Exercise directions: Write out, word for word, each line from the start of the entries through the one holding "wooden chair"; omit the pictures.

Phrase grounding data
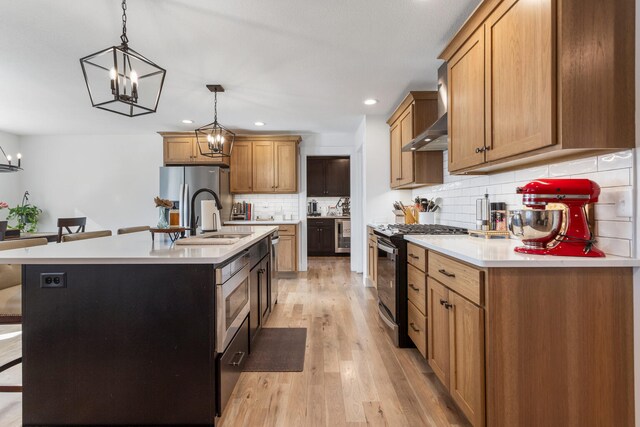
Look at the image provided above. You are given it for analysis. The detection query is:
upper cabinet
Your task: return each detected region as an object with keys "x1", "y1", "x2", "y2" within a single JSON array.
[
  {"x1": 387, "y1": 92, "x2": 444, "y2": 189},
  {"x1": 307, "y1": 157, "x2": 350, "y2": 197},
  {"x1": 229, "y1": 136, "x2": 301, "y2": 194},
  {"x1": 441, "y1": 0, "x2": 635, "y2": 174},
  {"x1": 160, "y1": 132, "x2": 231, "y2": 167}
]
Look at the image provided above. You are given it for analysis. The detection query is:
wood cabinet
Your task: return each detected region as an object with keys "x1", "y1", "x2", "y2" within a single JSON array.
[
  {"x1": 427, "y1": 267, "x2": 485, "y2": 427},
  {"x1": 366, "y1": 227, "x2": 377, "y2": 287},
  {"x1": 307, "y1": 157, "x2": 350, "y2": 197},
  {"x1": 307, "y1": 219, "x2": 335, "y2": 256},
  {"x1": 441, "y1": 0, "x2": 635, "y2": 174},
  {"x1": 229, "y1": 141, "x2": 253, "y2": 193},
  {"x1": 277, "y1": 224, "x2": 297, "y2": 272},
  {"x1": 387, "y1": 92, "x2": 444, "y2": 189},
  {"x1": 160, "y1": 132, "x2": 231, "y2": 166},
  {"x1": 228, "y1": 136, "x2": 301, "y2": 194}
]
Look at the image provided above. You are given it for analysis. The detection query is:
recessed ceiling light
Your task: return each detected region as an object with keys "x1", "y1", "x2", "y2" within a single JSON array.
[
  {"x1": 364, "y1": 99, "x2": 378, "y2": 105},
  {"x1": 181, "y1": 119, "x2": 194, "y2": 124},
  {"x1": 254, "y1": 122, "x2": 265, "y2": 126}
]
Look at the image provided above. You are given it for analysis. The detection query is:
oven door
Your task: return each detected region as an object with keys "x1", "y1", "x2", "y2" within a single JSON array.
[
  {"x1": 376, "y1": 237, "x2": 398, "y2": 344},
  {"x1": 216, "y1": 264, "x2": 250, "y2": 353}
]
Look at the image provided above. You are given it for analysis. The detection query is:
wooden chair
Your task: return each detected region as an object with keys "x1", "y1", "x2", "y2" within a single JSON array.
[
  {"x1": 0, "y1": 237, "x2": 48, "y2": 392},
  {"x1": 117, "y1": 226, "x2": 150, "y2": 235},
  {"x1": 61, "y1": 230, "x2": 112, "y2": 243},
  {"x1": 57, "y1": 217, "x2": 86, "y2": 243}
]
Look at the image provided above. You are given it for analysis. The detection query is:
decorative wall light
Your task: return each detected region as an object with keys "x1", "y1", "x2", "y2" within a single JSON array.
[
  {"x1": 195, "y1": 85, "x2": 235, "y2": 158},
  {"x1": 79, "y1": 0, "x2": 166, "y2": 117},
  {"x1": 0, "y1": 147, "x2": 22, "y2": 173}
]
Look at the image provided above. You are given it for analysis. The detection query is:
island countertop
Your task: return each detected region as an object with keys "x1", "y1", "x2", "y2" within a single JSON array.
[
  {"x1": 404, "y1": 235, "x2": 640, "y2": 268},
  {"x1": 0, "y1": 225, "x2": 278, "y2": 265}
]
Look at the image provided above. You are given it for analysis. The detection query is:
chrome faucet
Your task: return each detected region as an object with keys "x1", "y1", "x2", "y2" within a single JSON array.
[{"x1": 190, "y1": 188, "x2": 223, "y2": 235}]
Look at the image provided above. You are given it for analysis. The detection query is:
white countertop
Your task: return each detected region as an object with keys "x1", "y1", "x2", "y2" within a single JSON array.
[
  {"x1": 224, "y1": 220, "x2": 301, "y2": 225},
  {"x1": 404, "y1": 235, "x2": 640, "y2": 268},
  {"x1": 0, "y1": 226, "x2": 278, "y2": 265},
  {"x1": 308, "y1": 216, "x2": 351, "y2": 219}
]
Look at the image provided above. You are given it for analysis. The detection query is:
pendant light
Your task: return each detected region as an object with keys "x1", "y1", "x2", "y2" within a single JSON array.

Problem solution:
Look at the image provided above. You are given it for analysis. The detection query is:
upper cabinet
Your task: return each detected region as an object with keys "x1", "y1", "x2", "y2" within a single JSON array.
[
  {"x1": 387, "y1": 92, "x2": 444, "y2": 189},
  {"x1": 307, "y1": 157, "x2": 350, "y2": 197},
  {"x1": 229, "y1": 136, "x2": 301, "y2": 194},
  {"x1": 441, "y1": 0, "x2": 635, "y2": 174},
  {"x1": 160, "y1": 132, "x2": 231, "y2": 167}
]
Look at the image provided above. You are given it for analysis. The detection query is:
wood cabinet
Your task: return each detected region as an object with keys "x1", "y1", "x2", "y2" within a single JSON array.
[
  {"x1": 427, "y1": 267, "x2": 485, "y2": 427},
  {"x1": 366, "y1": 227, "x2": 377, "y2": 287},
  {"x1": 307, "y1": 157, "x2": 350, "y2": 197},
  {"x1": 307, "y1": 219, "x2": 335, "y2": 256},
  {"x1": 441, "y1": 0, "x2": 635, "y2": 174},
  {"x1": 229, "y1": 141, "x2": 253, "y2": 193},
  {"x1": 277, "y1": 224, "x2": 297, "y2": 272},
  {"x1": 387, "y1": 92, "x2": 444, "y2": 189},
  {"x1": 160, "y1": 132, "x2": 231, "y2": 166},
  {"x1": 228, "y1": 136, "x2": 301, "y2": 194}
]
Look at the image provided above. You are given it for analysis. The detection query is:
recessed ceiling light
Your task: return each detected region as an object with keys "x1", "y1", "x2", "y2" within a single JSON array.
[
  {"x1": 364, "y1": 99, "x2": 378, "y2": 105},
  {"x1": 181, "y1": 119, "x2": 194, "y2": 124},
  {"x1": 254, "y1": 122, "x2": 265, "y2": 126}
]
Look at the image provided above. You are given it for analysis. The detection query is:
oven door
Your task: return each detected region as an object with keys "x1", "y1", "x2", "y2" within a single JSON array.
[
  {"x1": 376, "y1": 237, "x2": 398, "y2": 344},
  {"x1": 216, "y1": 264, "x2": 250, "y2": 353}
]
Look at the image provided above. You are given it for analysis. The detection query is:
wooden chair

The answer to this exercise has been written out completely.